Text excerpt:
Bionic eyes are not just a tale spun by science fiction writers, they are devices now helping people see around the world here in 2018.
A UK study has implanted 10 bionic eyes into patients to test how well it alleviates a degenerative retina disorder called Retinis Pigmentosa, which affects approximately 1 in 5,000 individuals worldwide.
The Argus II Bionic Eye uses an advanced pair of sunglasses to send electrical signals to retina cells. Consisting of two parts, a prosthesis a few centimetres in size is surgically implanted into the retina. It then communicates with a pair of eyeglasses that have a built-in video camera. Wirelessly camera data is transmitted to electrodes in the implant and subsequently converted into electrical pulses. The pulses then convert into images, which are transmitted to the brain. Although the implant can’t guarantee a complete reversal of vision loss, it can help patients see changes in light.
Patients must have an optic nerve for the device to work, so this excludes those with glaucoma or who suffered from optic nerve disorders. While testing is still underway, those who have been given the technology are already seeing improvement. Researchers hope to be able to roll out the Argus II to over 300 people suffering from the disorder in the near future.
Last summer, Sandra Cassell in Montreal, Quebec was the first in her province to receive a bionic eye implant. The Argus II Retinal Prosthesis System allows her to see light and shadow where once she saw only darkness due to retinitis pigmentosa, which she was diagnosed 16 years before the surgery.

Stored data:
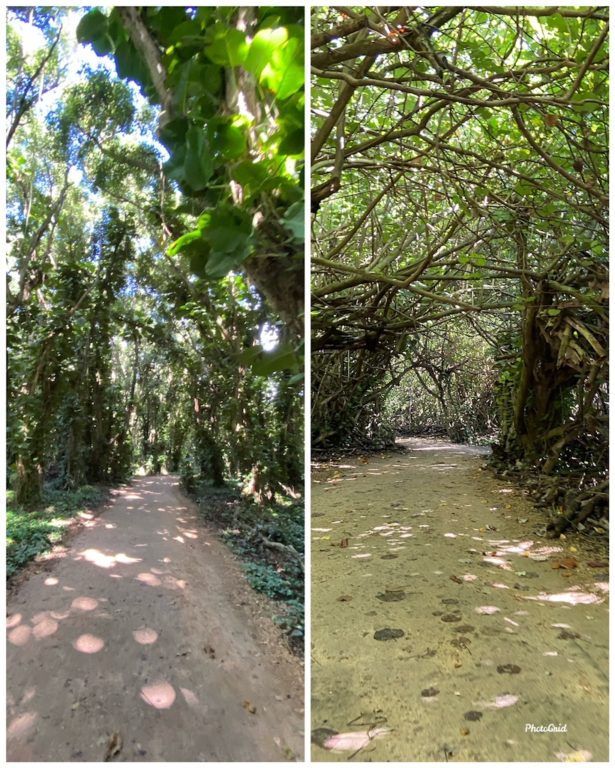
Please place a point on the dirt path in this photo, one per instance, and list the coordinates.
(440, 629)
(144, 643)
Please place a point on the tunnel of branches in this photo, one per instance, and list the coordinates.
(460, 237)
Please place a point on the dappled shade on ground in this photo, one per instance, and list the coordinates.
(440, 627)
(142, 628)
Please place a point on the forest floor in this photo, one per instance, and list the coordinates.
(444, 624)
(140, 640)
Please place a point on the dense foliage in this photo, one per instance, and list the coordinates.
(155, 227)
(459, 169)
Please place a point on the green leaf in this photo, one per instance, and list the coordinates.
(284, 74)
(93, 25)
(220, 263)
(229, 49)
(249, 175)
(183, 241)
(293, 143)
(103, 45)
(198, 164)
(231, 142)
(262, 49)
(282, 358)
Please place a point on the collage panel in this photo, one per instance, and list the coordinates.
(155, 409)
(459, 384)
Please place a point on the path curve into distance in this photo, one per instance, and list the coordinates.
(141, 641)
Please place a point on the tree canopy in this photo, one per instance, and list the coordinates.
(155, 212)
(460, 233)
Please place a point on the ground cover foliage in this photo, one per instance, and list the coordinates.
(460, 236)
(155, 257)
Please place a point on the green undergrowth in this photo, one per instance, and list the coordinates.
(250, 530)
(31, 532)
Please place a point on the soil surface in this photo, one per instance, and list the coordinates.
(445, 626)
(141, 641)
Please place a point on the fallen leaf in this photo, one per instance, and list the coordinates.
(353, 741)
(114, 747)
(580, 756)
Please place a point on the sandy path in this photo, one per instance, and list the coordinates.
(146, 629)
(508, 641)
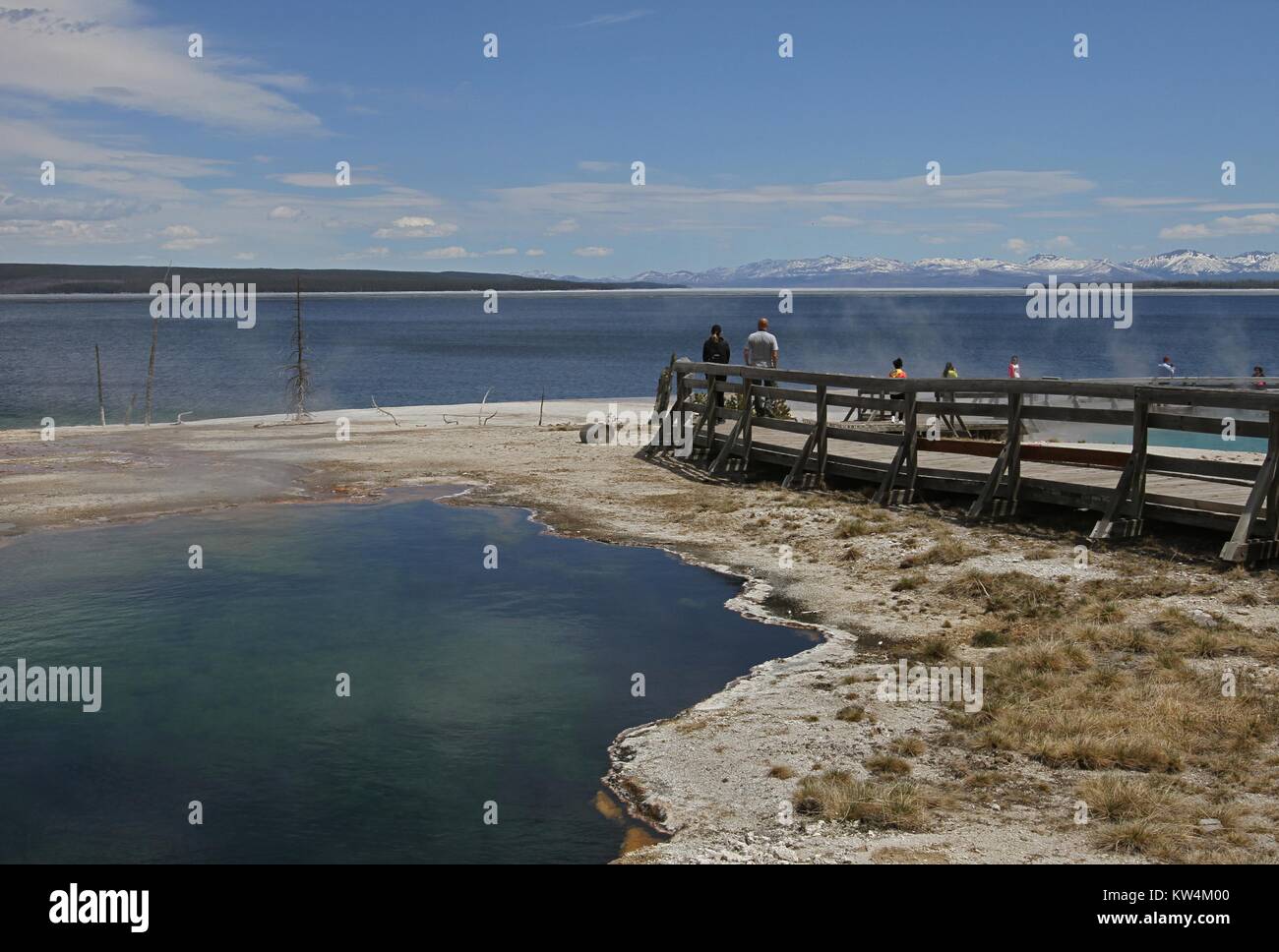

What is needed: List every place name that appears in the bionic eye article.

Solution below: UK, Montreal, Quebec